# [WHAT TO WORK ON]
Gather every line in the records below that contains the word "wooden". Copy each of those lines without alteration.

# [SUPPLIED DATA]
......
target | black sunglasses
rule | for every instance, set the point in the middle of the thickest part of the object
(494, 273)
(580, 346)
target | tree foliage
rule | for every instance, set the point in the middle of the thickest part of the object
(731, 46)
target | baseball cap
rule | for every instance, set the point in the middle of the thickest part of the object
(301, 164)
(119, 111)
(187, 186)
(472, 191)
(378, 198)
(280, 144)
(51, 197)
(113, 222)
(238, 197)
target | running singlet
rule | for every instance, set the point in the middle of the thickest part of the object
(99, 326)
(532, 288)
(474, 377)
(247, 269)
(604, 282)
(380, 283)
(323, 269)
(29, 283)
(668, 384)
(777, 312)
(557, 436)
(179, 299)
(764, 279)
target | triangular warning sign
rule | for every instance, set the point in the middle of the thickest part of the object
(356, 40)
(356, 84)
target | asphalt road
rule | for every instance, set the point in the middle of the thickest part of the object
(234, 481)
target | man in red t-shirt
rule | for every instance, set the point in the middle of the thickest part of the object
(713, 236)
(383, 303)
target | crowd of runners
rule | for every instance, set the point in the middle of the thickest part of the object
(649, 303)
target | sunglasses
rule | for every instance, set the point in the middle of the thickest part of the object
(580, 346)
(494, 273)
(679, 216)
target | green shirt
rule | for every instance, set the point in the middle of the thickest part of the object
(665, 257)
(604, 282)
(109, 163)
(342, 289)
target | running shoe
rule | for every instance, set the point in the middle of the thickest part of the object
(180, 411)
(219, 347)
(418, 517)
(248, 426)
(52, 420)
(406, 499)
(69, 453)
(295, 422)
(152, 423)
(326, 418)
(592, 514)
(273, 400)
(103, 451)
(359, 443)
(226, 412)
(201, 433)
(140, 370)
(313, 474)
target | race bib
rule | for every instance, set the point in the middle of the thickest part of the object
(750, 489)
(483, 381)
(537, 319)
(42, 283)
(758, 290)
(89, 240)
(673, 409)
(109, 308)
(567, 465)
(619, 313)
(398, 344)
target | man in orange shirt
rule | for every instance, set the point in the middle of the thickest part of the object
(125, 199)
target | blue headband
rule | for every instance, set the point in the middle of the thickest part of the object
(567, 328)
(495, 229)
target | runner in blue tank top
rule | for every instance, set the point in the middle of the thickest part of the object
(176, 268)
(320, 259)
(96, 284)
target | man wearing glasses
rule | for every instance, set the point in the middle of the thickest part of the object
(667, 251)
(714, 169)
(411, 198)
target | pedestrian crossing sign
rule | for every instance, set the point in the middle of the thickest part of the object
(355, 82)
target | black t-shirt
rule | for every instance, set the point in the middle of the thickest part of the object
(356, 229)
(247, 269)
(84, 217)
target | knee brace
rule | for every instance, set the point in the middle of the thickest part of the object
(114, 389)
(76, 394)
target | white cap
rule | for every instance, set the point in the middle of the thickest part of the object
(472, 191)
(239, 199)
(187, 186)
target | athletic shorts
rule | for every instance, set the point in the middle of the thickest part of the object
......
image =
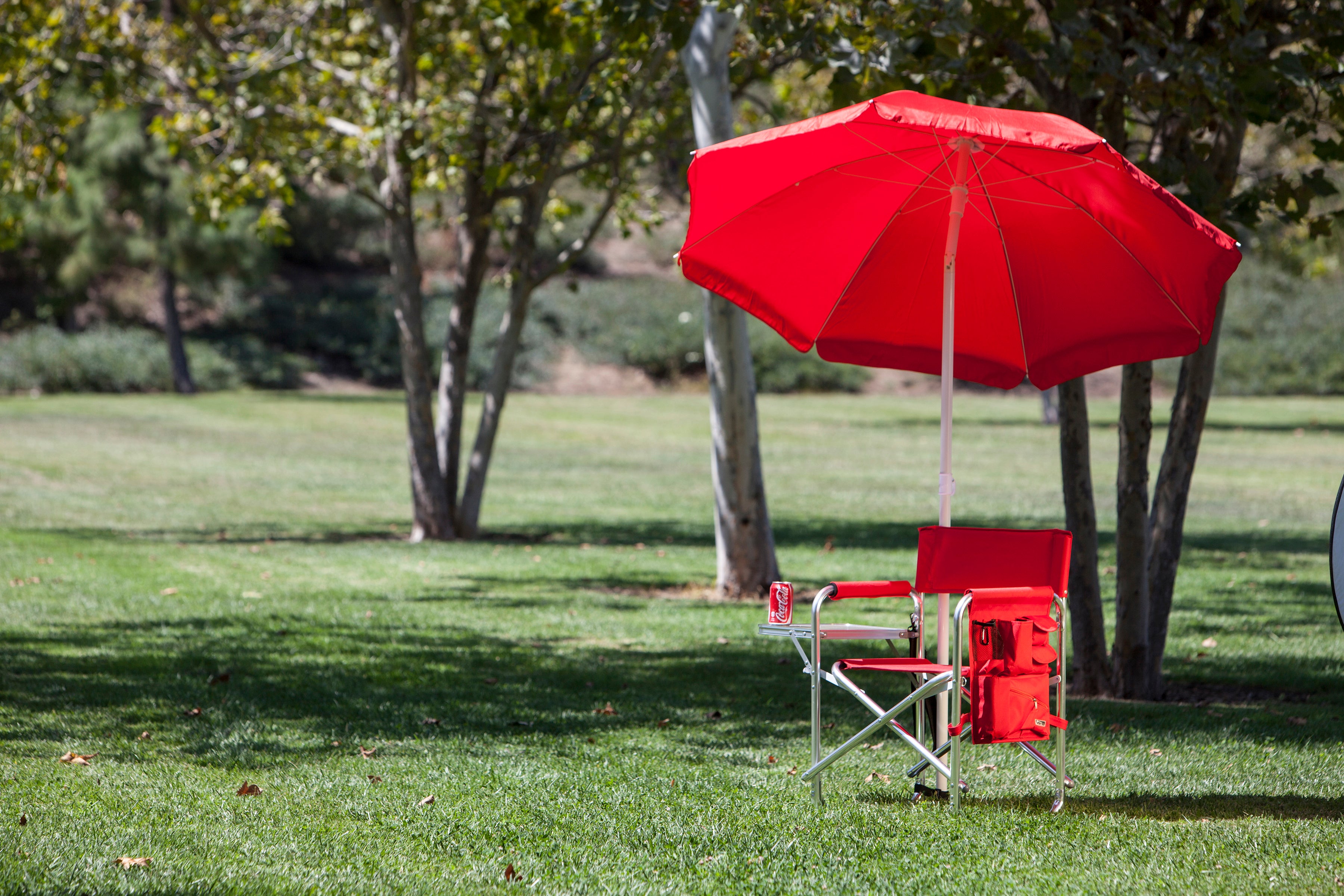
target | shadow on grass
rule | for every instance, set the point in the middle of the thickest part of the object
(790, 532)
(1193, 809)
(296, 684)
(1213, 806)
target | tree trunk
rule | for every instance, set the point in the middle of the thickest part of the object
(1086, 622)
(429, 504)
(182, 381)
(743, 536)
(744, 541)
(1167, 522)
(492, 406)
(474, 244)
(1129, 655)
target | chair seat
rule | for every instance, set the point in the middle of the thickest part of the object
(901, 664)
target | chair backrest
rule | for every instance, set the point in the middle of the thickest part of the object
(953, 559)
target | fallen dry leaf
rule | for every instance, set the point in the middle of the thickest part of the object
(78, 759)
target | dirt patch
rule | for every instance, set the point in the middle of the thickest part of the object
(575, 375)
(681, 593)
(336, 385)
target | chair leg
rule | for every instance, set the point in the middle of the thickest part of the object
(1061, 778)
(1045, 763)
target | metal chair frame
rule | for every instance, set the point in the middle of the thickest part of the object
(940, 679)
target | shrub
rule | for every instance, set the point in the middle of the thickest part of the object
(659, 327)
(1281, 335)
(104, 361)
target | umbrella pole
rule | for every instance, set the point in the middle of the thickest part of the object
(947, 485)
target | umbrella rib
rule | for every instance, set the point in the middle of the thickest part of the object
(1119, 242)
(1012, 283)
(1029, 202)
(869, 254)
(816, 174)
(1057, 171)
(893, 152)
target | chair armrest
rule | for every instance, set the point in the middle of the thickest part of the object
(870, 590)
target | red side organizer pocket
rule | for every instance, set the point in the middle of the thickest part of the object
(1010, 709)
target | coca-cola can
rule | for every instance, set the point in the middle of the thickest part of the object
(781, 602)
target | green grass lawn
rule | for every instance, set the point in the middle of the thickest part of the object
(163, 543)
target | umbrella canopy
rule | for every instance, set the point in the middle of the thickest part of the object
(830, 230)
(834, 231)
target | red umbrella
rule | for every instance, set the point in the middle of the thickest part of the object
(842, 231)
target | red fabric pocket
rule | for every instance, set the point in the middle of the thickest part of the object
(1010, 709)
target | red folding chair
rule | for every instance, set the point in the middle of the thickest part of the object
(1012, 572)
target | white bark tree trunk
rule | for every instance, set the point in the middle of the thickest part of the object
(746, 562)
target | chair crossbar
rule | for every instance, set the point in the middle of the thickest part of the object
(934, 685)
......
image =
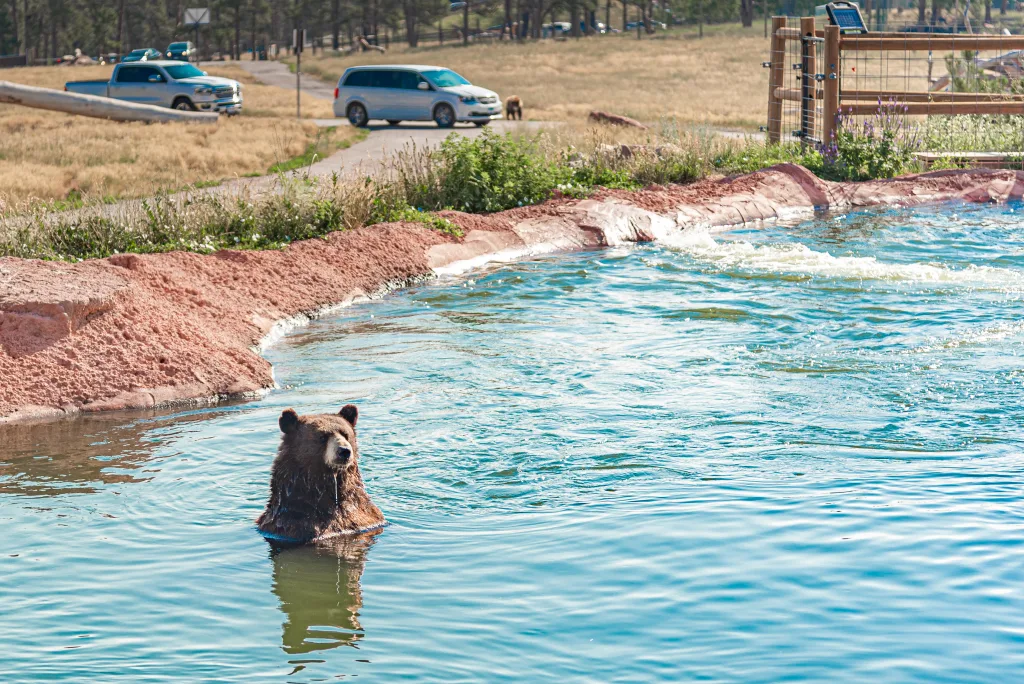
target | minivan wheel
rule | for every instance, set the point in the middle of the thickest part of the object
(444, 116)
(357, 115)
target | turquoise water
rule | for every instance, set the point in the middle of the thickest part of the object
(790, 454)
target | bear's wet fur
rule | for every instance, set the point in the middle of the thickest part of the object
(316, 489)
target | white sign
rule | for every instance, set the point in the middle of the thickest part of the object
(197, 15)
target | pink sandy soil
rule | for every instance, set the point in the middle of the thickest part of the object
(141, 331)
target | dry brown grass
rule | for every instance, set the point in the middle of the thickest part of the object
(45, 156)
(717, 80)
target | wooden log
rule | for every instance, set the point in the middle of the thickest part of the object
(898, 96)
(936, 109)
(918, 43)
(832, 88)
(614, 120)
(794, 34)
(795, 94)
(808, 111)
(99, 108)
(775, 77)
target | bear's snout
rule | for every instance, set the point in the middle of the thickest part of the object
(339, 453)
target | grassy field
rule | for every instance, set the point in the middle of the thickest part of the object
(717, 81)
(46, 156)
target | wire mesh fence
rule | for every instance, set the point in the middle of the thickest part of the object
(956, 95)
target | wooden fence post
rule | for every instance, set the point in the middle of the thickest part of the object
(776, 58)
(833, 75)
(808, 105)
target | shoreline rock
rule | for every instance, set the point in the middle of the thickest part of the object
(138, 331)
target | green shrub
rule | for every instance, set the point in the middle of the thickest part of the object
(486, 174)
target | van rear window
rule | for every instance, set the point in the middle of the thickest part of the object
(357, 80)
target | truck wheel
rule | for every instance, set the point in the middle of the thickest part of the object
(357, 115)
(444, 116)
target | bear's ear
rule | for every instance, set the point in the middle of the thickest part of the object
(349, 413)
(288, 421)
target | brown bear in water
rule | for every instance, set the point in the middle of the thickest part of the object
......
# [EXERCISE OUTPUT]
target | wooden log
target | wooden fence post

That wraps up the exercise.